Work to complete
**a.** Check whether each statement below agrees with the text on French articles. Answer yes or no for each, and quote the deciding words from the text. (i) The text says you need a good grasp of French articles before moving on to more complex grammar. (ii) The text credits the opening quotation to Victor Hugo. (iii) The text says the indefinite article is always used in French.
**b.** From the text on French articles, pull out everything from "- Where to Practice" down to "une pomme hier.", word for word.
**c.** Continue the text on French articles from the point where it stops.

French Articles: Little Words That Make a Big Difference
“Great things are done by a series of small things brought together.”
Vincent Van Gogh said this, and we know it to be true. Whether it’s language learning or painting a masterpiece, the small things matter.
Learning French articles is a small, but important step of your journey to fluency.
French articles are the basis for defining any type of noun, so you must have a good grasp of them before moving into more complex grammar.
This guide will give you everything you need to understand what French articles are and how to use them!
- French Indefinite Articles
- French Definite Articles
- What Are Partitive Articles?
- Where to Practice French Articles
French Indefinite Articles
In French, the indefinite article corresponds to “a” or “an” in English, and as previously stated, it refers to an unspecified noun.
|une||a / an (feminine)|| J'ai mangé une pomme hier.
(I ate an apple yesterday.)
|un||a / an (masculine)|| Est-ce que tu as un livre pour moi?
(Do you have a book for me?)
|des||some|| J'ai mangé des pommes hier.
(I ate some apples yesterday.)
Keep in mind that there are certain cases in French where the indefinite article is omitted.

Listed entries
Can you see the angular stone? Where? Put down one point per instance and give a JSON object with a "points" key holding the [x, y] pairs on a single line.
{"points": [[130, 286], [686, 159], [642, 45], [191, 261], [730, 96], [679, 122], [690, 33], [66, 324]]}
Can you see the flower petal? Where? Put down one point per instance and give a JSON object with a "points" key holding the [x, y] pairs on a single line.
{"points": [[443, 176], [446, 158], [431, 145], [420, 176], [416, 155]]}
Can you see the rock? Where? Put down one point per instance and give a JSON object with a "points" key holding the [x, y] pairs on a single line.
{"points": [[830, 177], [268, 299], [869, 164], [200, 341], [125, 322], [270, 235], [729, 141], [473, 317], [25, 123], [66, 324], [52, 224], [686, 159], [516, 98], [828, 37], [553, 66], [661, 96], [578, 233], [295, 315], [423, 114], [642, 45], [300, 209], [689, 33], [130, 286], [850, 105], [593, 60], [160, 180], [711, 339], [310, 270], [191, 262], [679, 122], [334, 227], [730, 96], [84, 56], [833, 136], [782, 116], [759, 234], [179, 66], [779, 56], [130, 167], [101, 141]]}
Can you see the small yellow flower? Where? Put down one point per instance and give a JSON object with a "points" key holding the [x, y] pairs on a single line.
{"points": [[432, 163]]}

Answers for each item
**a.**
(i) Yes: "you must have a good grasp of them before moving into more complex grammar"
(ii) No: "Vincent Van Gogh said this"
(iii) No: "there are certain cases in French where the indefinite article is omitted"

**b.**
- Where to Practice French Articles
French Indefinite Articles
In French, the indefinite article corresponds to “a” or “an” in English, and as previously stated, it refers to an unspecified noun.
|une||a / an (feminine)|| J'ai mangé une pomme hier.

**c.**
For example, don’t use the indefinite when talking about one’s job.
Je suis professeur. (I am a teacher.)
French Definite Articles
Definite articles correspond to “the” in English, and they denote a specific noun that one is speaking about.
Like the indefinite articles, these articles are differentiated based on the following noun’s grammatical gender and whether or not the noun is plural:
|la||the (female, single)|| La femme est très belle.
(The woman is very beautiful.)
|le||the (male, single)|| Le chat s'appelle Hugo.
(The cat is named Hugo.)
|l'||the (followed by a vowel, single)|| Ils vont à l'hôpital.
(They're going to the hospital.)
|les||the (plural)|| Nous vendons les chaussures.
(We sell [the] shoes.)
Definite Articles with the Preposition à (to)
Definite articles can be combined with certain prepositions to create what we would call contractions in English.
For example, when the preposition à (to) is followed by certain definite articles, the two words must combine.
|à + Preposition||Combination||Example Sentence|
|à (at) + le (the)||au (to the)|| Je vais au cinéma tous les jeudis.
(I go to the movies every Thursday.)
|à (at) + les (the)||aux (to the)|| Elle a donné le cahier aux parents.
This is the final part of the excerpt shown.